--- start of Material provided ---

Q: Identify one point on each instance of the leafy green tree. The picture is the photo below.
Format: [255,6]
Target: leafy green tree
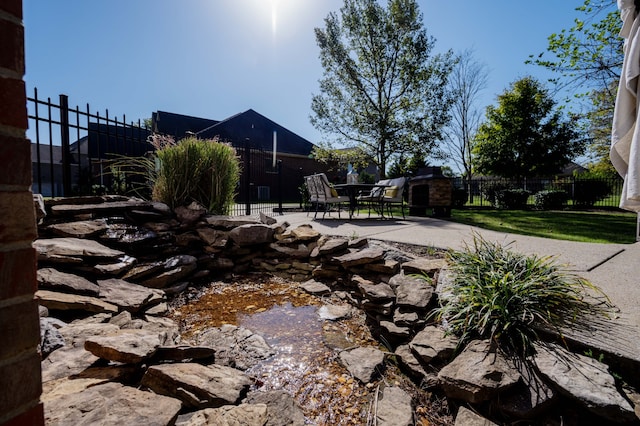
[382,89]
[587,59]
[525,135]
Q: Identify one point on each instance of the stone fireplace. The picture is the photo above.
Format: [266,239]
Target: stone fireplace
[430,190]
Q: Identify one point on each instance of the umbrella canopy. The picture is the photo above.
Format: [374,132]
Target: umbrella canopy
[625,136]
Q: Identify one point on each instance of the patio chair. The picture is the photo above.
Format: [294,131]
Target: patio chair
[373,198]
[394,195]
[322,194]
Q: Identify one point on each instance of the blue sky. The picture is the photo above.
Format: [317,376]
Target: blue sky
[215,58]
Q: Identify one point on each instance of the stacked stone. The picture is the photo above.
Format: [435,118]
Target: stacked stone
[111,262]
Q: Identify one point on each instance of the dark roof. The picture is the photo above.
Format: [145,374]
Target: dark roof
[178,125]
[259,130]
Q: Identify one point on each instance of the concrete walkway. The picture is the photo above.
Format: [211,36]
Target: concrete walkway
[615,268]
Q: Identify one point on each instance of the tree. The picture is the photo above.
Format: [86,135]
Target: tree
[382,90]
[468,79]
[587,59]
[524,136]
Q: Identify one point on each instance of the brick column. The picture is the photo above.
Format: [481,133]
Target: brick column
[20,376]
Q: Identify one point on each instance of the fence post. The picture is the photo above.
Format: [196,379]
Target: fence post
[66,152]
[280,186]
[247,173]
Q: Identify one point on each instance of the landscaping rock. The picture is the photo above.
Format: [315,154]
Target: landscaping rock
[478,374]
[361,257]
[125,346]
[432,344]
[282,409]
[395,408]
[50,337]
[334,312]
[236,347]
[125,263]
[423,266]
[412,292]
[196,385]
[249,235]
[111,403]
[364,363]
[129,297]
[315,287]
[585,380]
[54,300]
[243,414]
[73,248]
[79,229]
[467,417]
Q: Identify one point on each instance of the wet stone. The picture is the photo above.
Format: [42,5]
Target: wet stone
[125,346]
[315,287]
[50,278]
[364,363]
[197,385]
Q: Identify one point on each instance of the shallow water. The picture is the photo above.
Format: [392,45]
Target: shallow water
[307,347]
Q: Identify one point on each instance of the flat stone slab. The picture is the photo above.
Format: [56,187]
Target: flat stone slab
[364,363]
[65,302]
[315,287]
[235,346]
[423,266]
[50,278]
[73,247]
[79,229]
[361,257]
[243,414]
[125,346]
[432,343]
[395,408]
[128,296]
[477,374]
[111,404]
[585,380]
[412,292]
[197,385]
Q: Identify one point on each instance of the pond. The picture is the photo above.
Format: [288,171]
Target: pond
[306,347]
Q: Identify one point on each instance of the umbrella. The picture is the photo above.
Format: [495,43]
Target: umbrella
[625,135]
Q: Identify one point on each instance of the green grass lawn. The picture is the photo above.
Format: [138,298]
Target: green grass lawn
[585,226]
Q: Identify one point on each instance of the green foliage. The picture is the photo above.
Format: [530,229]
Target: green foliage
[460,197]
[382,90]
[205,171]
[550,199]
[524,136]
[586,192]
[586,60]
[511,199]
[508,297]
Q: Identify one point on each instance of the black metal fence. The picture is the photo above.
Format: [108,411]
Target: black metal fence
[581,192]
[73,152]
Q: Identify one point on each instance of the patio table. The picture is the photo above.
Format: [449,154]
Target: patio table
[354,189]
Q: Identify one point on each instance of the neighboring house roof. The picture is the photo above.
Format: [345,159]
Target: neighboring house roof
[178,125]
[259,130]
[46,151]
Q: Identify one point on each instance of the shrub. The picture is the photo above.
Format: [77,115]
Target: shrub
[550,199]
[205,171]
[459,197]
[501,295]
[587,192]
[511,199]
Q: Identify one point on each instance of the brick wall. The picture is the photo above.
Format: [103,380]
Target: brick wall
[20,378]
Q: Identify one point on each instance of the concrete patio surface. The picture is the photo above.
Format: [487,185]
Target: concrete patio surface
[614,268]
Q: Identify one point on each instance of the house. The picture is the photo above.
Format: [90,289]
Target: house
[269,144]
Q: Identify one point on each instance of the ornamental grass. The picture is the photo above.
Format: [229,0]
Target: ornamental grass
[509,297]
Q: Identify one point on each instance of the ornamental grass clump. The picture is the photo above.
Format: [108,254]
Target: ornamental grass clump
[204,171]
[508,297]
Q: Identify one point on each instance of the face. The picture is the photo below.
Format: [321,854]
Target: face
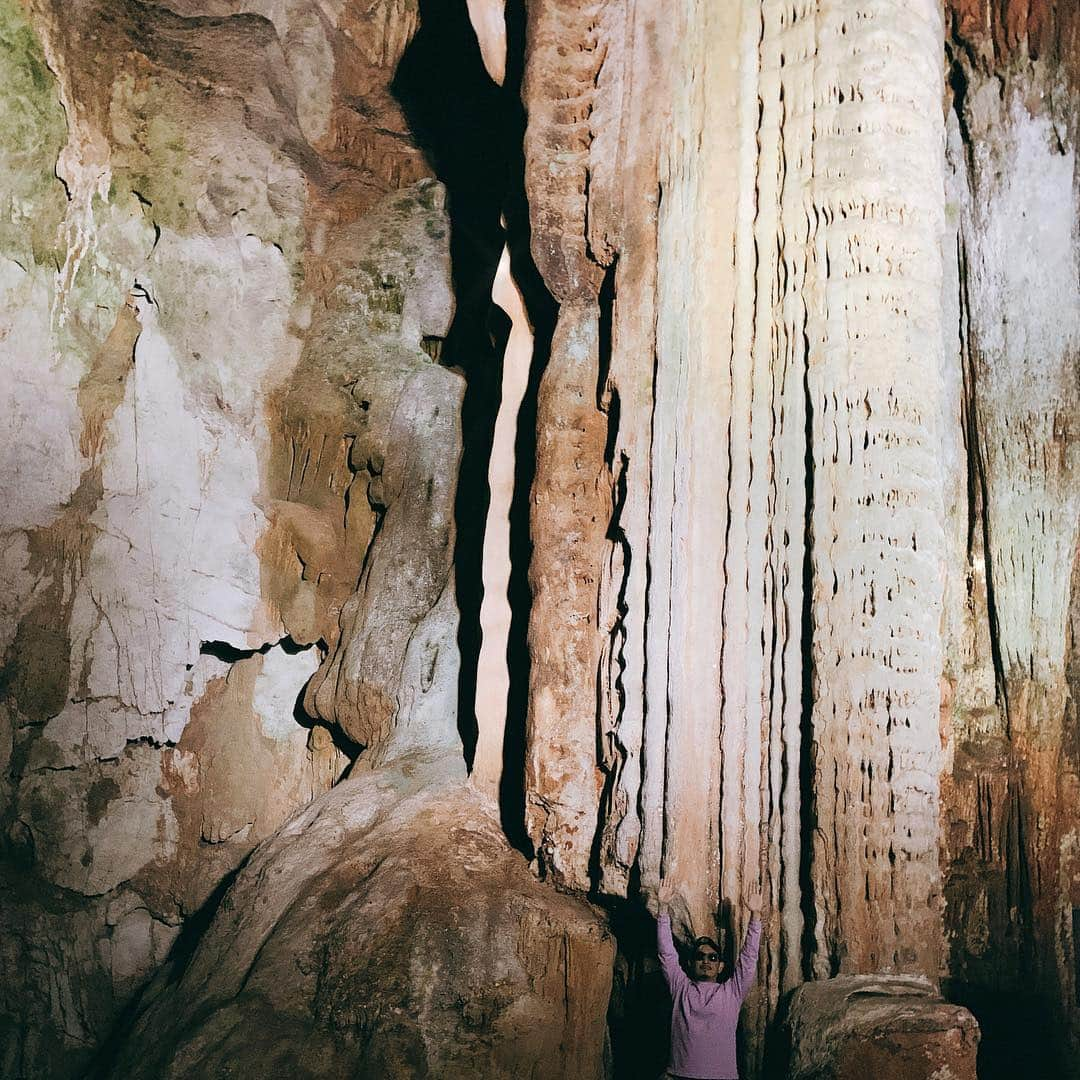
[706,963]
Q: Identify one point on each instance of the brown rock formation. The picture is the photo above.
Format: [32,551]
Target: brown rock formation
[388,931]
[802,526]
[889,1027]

--- end of Material provided ---

_Exercise description_
Please rewrite the entire listing, changing every "Identify" to "Mark" and keeping everything else the same. Leave the pictures out.

_Exercise response_
Q: Mark one point on each instance of the leafy green tree. The picture is the photo below.
Format: [255,6]
Target: leafy green tree
[382,89]
[587,59]
[525,135]
Q: Mark one point on each instance of the stone fireplace. The picture is the photo above.
Format: [266,239]
Target: stone fireplace
[430,190]
Q: Mark one point on each instance of the umbrella canopy. The picture is the photo above.
Format: [374,132]
Target: umbrella canopy
[625,136]
Q: Mark one point on each instance of the patio chair. The picture is the photo above.
Format: [294,131]
Target: patio chair
[373,198]
[394,195]
[322,194]
Q: Mark one point on each instance of the blue sky. The picture is the photo above.
Format: [317,376]
Target: blue sky
[215,58]
Q: Mark one point on each instance of the stacked stone. The picture is the photo above.
Format: [435,118]
Target: stacked stone
[111,262]
Q: Mark one point on each instance of the dark roof. The picture is the photo above.
Format: [145,374]
Target: dark roof
[178,125]
[259,130]
Q: Mark one point on each instance of the concrete walkway. The picture is the photo above.
Format: [211,36]
Target: concrete walkway
[615,268]
Q: Mark one point on each instance of the tree. The picture is the photo above.
Format: [86,135]
Target: tree
[382,90]
[468,79]
[587,59]
[524,136]
Q: Mark one point on each instance of the brick column. The picture is the photo above.
Format: [481,133]
Target: brick column
[20,376]
Q: Mark one point on each instance of the fence post. The picture is the photo above.
Format: [196,379]
Target: fence post
[66,152]
[280,186]
[247,173]
Q: Mark one point on each instance of the landscaping rock. The picture is the photo above.
Format: [315,154]
Target: landscaping rock
[478,374]
[361,257]
[125,346]
[432,344]
[282,409]
[395,408]
[50,337]
[334,312]
[236,347]
[125,263]
[423,266]
[412,292]
[196,385]
[249,235]
[111,403]
[364,363]
[129,297]
[315,287]
[585,380]
[54,300]
[243,414]
[73,248]
[79,229]
[467,417]
Q: Mark one point on each instance of the wet stone. The picture is the photo above.
Format: [42,5]
Target: wet stone
[125,346]
[315,287]
[50,278]
[364,363]
[197,385]
Q: Mark one point on each instance of the shallow water. The picture is the photo above.
Format: [392,45]
Target: shallow water
[307,347]
Q: Mark one point on each instance of the flat stone slab. The picture is the photo above.
Format: [56,187]
Target: flat stone slab
[364,363]
[65,302]
[315,287]
[235,346]
[423,266]
[50,278]
[73,247]
[79,229]
[361,257]
[243,414]
[125,346]
[432,343]
[395,408]
[128,296]
[477,374]
[111,404]
[585,380]
[412,292]
[197,385]
Q: Mark one point on each instance of the pond. The picture is the photo above.
Format: [288,171]
Target: pond
[306,347]
Q: Mark one point on each instance of the umbrella. The picture is the photo above.
Format: [495,43]
Target: umbrella
[625,135]
Q: Mark one point on each instance of the green grass lawn. The picture is the photo above.
Format: [138,298]
Target: green grass lawn
[585,226]
Q: Mark one point on each instance of the green foliage. The picture is the photo above.
Format: [530,229]
Target: green foliage
[460,197]
[382,90]
[205,171]
[550,199]
[524,136]
[586,192]
[586,60]
[511,199]
[508,297]
Q: Mark one point on each instance of the black metal fence. The picture is the photo above.
Format: [108,411]
Target: black metal fence
[581,192]
[73,152]
Q: Mark one point on each instance of the patio table. The picture is the photo above.
Format: [449,154]
Target: patio table
[354,189]
Q: Mark one point on each instance of the neighboring house roof. The picture is the photo above.
Format: [345,159]
Target: neighboring house roof
[178,125]
[259,130]
[46,151]
Q: Mark one point on each instance of the shrub. The picture is the photo above.
Format: [77,115]
Target: shrub
[550,199]
[205,171]
[459,197]
[501,295]
[587,192]
[511,199]
Q: Mark one point on each instance of the brick wall. The picture is the photo above.
Format: [103,380]
Target: brick wall
[20,378]
Q: Mark one point on each instance of the concrete patio surface. The picture is the photo above.
Format: [487,185]
Target: concrete patio surface
[614,268]
Q: Mark one point on each instance of the house. The picture is the photo above.
Format: [90,289]
Target: house
[269,144]
Q: Mark one point on each instance of the ornamental grass. The picture is the photo above.
Format: [229,0]
Target: ornamental grass
[509,297]
Q: Mark one point on each instance of the ornamental grass clump. The picture is the photo above.
Format: [108,254]
Target: ornamental grass clump
[204,171]
[508,297]
Q: Mark one point on each instance of the face. The picture is the photo below.
Format: [321,854]
Target: face
[706,963]
Q: Mark one point on each instance of the brown rock formation. The picture is the photo above.
Format: [32,551]
Target: brown rock formation
[388,931]
[802,526]
[889,1027]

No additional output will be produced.